> Passage shown:

╭──

MIAMI (CBS4) –As investigators continue to piece together the mystery surrounding a pesticide truck parked along the side of I-95 in West Palm Beach that sent a father and son to the hospital, a senior law enforcement source has told CBS4 News the body found in a bag inside the back of the truck is believed to be the driver’s 10-year-old adopted daughter.
The girl was the twin sister of Victor Vocter, the 10-year-old boy rescued from the truck, according to the source. Now, the children’s father is chaged with aggravated child abuse, accused of injuring the surviving child inside the truck. “We can’t really specify,” explained police spokesman Chase Scott. “But an instance that occurred here on the side of I-95 with his 10 year old son, that’s where the aggravated child abuse charge stems from.”
We do know the child suffered severe burns. “He did suffer some burns from the chemicals that were on his clothes and his body as well as some internal issues,” said Scott, “some severe internal reaction to breathing in the fumes of the chemicals.”
The body remained on the scene until 8:30 in the evening. The strength of the chemicals made it hard to move the body. In fact, just to get it into the medical examiner’s vehicle was difficult. “I believe they tried to do a partial decontamination,” Scott explained. “Then the bag was placed into another bag, which was placed into another bag, then on the gurney and then placed into the vehicle for transport.”
One day after the disturbing discovery, it is still a very active scene near the Palm Beach Lakes Boulevard exit on I-95, except now several large tents cover the small red pickup truck where the body was found.

╰──

> Data supplied:
╭──

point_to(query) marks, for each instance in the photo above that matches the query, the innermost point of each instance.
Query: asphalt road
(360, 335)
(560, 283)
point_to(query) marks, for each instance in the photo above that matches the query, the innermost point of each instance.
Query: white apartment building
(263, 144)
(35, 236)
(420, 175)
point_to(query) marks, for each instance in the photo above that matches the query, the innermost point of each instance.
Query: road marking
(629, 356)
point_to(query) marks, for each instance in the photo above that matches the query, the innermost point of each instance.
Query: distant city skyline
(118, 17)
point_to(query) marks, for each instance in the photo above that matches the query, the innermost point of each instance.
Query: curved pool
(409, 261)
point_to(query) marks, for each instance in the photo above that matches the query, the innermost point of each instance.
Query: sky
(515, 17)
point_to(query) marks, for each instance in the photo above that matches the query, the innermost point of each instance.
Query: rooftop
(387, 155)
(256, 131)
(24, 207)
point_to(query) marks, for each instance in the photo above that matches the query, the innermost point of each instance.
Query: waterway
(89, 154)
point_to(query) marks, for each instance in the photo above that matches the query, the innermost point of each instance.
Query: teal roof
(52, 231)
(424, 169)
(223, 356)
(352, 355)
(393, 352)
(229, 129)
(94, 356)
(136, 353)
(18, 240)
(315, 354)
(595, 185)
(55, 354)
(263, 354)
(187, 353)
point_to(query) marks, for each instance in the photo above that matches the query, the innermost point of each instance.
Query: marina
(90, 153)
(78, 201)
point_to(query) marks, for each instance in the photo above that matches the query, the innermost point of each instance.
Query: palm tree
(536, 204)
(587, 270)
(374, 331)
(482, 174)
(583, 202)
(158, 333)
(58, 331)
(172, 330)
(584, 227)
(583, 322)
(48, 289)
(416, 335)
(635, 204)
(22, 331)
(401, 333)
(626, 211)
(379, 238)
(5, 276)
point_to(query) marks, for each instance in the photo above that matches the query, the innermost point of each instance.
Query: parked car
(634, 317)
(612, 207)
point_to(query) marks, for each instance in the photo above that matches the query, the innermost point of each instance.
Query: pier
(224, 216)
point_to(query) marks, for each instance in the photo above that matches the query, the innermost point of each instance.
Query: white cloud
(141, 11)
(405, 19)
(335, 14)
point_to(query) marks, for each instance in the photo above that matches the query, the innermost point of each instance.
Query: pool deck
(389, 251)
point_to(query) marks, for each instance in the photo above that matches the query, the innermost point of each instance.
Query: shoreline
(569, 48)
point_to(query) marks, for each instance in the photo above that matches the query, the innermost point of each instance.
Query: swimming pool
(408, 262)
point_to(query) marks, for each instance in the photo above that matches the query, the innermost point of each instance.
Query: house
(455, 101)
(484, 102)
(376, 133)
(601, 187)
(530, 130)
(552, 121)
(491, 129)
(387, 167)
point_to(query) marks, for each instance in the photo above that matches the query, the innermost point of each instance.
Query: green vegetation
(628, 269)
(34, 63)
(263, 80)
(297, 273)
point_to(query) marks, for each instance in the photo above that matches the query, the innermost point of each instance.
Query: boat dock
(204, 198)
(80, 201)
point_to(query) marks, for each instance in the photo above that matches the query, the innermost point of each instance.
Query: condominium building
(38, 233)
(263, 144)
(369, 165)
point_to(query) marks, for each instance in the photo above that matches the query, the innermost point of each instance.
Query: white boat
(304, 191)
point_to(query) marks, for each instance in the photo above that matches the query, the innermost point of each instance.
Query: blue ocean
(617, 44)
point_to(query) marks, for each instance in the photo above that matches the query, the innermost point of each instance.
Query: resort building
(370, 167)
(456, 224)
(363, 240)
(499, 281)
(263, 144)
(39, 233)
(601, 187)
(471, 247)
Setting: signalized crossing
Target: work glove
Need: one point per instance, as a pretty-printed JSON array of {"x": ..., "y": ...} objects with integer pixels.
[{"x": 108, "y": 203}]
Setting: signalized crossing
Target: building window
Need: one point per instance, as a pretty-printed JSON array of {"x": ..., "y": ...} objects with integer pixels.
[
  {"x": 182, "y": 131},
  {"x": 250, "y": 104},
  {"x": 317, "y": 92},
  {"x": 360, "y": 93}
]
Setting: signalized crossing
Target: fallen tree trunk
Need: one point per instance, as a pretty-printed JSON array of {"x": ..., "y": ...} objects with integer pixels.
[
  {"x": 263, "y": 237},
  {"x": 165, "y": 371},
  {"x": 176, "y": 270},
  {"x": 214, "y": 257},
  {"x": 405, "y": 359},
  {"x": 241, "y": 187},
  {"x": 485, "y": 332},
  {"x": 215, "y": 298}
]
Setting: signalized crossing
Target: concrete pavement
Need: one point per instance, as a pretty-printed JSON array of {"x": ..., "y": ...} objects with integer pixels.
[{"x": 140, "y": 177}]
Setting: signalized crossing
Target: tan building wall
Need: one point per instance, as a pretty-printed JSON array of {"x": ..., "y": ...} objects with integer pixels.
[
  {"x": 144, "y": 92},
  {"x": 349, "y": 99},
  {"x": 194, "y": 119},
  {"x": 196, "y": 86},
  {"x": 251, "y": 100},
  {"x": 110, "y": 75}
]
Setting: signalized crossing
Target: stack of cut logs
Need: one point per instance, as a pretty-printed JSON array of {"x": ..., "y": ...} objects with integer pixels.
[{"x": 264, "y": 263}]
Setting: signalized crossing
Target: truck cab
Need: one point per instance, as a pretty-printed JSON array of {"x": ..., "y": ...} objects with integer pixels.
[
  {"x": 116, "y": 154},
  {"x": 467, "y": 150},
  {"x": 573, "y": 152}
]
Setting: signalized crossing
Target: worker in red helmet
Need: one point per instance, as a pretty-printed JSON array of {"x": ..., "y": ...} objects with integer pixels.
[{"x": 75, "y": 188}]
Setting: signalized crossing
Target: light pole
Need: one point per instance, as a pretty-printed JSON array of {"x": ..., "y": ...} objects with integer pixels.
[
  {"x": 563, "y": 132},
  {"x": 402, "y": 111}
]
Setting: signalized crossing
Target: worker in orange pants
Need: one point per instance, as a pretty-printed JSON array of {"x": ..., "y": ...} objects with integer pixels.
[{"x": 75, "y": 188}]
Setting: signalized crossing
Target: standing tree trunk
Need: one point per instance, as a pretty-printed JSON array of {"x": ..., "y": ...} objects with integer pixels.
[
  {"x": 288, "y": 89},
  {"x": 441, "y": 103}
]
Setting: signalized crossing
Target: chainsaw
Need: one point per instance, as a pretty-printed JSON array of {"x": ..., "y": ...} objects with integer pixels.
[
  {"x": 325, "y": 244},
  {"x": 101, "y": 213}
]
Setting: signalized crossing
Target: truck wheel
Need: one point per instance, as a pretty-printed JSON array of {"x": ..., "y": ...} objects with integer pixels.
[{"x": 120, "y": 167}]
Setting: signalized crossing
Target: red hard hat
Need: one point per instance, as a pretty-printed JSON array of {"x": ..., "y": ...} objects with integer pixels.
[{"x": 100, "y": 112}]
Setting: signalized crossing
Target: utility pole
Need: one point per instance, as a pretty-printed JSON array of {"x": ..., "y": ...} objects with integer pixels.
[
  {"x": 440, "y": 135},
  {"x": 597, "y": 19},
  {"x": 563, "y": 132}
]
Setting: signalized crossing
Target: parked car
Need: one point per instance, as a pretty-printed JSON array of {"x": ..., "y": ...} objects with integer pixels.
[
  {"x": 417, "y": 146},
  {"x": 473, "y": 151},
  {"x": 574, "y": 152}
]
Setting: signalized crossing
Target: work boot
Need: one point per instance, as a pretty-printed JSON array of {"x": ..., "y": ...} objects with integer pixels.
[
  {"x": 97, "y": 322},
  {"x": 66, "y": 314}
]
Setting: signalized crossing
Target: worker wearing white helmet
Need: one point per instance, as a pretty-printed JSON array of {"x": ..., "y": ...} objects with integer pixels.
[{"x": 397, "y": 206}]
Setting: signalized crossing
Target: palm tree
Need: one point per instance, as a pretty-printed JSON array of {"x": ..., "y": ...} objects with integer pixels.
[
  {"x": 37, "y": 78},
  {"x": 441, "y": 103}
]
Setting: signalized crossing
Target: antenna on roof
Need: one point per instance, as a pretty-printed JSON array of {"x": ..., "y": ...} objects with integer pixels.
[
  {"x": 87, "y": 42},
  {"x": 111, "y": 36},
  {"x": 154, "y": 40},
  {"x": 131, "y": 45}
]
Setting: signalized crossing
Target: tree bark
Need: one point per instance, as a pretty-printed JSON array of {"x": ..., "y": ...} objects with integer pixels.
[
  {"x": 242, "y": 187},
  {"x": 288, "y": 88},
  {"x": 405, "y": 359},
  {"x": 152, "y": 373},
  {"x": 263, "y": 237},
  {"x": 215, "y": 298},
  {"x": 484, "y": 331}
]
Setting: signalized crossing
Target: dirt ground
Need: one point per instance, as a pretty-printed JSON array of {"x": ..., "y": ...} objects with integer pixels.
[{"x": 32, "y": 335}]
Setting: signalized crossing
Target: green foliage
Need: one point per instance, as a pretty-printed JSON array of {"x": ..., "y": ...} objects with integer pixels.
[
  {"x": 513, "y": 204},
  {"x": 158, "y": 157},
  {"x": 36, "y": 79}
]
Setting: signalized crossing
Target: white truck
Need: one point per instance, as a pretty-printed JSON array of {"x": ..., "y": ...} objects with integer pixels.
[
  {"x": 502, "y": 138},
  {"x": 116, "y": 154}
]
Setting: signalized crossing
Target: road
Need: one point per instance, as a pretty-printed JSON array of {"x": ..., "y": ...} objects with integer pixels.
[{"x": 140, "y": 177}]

╰──

> Work instruction 1:
Answer from the news report:
(a) What is the name of the 10-year-old boy rescued from the truck?
(b) Until what time in the evening did the body remain on the scene?
(c) What now covers the small red pickup truck where the body was found?
> Work instruction 2: From the news report, quote everything from "The body remained" down to "body was found.".
The rows are separate material and have no connection to the news report.

> Answer space 1:
(a) Victor Vocter
(b) 8:30
(c) Several large tents

> Answer space 2:
The body remained on the scene until 8:30 in the evening. The strength of the chemicals made it hard to move the body. In fact, just to get it into the medical examiner’s vehicle was difficult. “I believe they tried to do a partial decontamination,” Scott explained. “Then the bag was placed into another bag, which was placed into another bag, then on the gurney and then placed into the vehicle for transport.”
One day after the disturbing discovery, it is still a very active scene near the Palm Beach Lakes Boulevard exit on I-95, except now several large tents cover the small red pickup truck where the body was found.